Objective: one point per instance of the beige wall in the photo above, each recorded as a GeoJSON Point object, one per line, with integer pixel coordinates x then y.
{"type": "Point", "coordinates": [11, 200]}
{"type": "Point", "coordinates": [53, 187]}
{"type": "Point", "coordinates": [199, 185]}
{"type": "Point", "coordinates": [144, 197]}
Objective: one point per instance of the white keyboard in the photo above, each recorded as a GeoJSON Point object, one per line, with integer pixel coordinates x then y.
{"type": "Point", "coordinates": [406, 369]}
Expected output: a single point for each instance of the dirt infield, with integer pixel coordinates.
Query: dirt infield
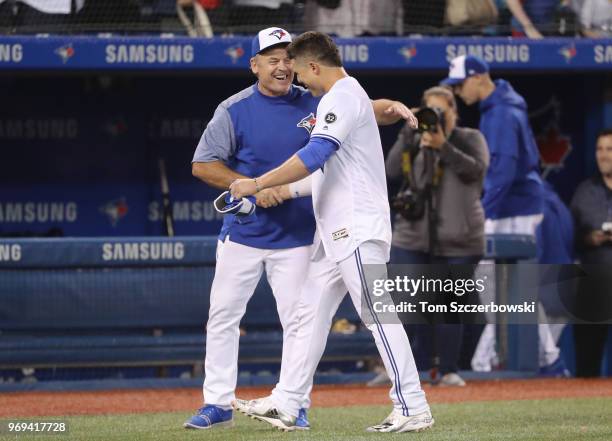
(27, 404)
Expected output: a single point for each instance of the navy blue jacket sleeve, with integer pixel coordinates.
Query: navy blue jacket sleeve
(316, 152)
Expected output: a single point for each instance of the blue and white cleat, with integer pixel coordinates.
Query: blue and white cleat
(210, 417)
(396, 422)
(265, 410)
(558, 369)
(301, 422)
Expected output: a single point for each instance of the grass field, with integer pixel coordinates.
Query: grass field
(562, 419)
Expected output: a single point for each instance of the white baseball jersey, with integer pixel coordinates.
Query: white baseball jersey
(350, 195)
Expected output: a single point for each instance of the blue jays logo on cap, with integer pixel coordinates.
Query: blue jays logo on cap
(278, 33)
(269, 37)
(463, 67)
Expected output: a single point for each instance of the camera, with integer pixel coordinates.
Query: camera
(409, 204)
(429, 118)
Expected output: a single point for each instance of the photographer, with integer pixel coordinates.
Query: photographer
(440, 219)
(592, 210)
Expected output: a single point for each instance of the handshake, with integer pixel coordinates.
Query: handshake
(269, 197)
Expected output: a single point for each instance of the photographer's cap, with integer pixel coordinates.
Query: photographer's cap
(463, 67)
(269, 37)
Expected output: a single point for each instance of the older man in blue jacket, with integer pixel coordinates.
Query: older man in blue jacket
(513, 192)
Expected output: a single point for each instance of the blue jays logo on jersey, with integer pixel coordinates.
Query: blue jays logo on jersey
(65, 52)
(115, 210)
(308, 122)
(568, 52)
(278, 33)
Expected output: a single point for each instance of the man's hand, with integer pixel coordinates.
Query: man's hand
(243, 187)
(401, 111)
(269, 197)
(433, 140)
(597, 238)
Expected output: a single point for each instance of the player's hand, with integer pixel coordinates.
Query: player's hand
(433, 140)
(269, 197)
(400, 110)
(597, 238)
(243, 187)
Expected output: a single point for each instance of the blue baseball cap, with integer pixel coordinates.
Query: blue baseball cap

Description of the task: Reproduce every one of the records above, line for line and without any changes, but leave out the pictures.

Result of this exercise:
Objective: one point per instance of the beige wall in the photo above, each recorded as a GeoJSON Point object, one per line, with integer pixel coordinates x then y.
{"type": "Point", "coordinates": [11, 200]}
{"type": "Point", "coordinates": [53, 187]}
{"type": "Point", "coordinates": [199, 185]}
{"type": "Point", "coordinates": [144, 197]}
Objective: one point per instance of the white keyboard in the photo above, each recorded as a GeoJSON Point object, one per line, with integer pixel coordinates x then y.
{"type": "Point", "coordinates": [406, 369]}
Expected output: a single point for each instance of the dirt infield, with integer pixel coordinates.
Query: dirt infield
(27, 404)
Expected output: a single point for each instance of the navy blue jacket sleeve, with integer pixel coordinates.
Query: navy blue jacket sleeve
(316, 152)
Expected output: a single point for each instance of the blue and white cleat, with integer pixel coordinates.
Query: blue and white cleat
(210, 417)
(396, 422)
(265, 410)
(558, 369)
(301, 422)
Expected output: a single point for each instance of the grass field, with integer pixel coordinates.
Query: grass field
(562, 419)
Expected output: a single point for each instance of the white baseball jersey, with integer pixel coordinates.
Query: white baseball jersey
(350, 195)
Expected output: a single point for each instance of the blue jays logo on cap, with integer pixel coordinates.
Query: blue jays logo on cap
(278, 33)
(269, 37)
(463, 67)
Expected output: a single point for each instance of the camera, with integer pixel coordinates.
Query: camera
(409, 204)
(429, 118)
Expected output: a single point for each instance of the photographer, with integer pixel coordinates.
Query: photographer
(440, 219)
(592, 210)
Expected output: a single point for each instance of the handshake, with integer pixel coordinates.
Query: handshake
(269, 197)
Expected output: a single point for each instance of the photographer's cap, with integer pixel coordinates.
Query: photographer's cap
(463, 67)
(269, 37)
Expected output: a single point for each instance of the older man in blue jacket, with integer pixel coordinates.
Query: older man in blue jacket
(513, 192)
Expected output: a single point for each instance of the blue jays logo on jersey, with integer pixel coordinates.
Query: blue jays logo on jersey
(65, 52)
(115, 210)
(308, 122)
(568, 52)
(278, 33)
Expected output: a single point for each instance of the man's hand, with integer pixel coordinates.
Query: man's hand
(243, 187)
(401, 111)
(269, 197)
(433, 140)
(597, 238)
Expected output: a single point for each instance of the player's hand, with integer pixel coordinates.
Query: player's hand
(433, 140)
(269, 197)
(400, 110)
(597, 238)
(243, 187)
Expected output: a single point for each instance of the blue baseball cap, with integer pixel coordinates.
Query: blue baseball cap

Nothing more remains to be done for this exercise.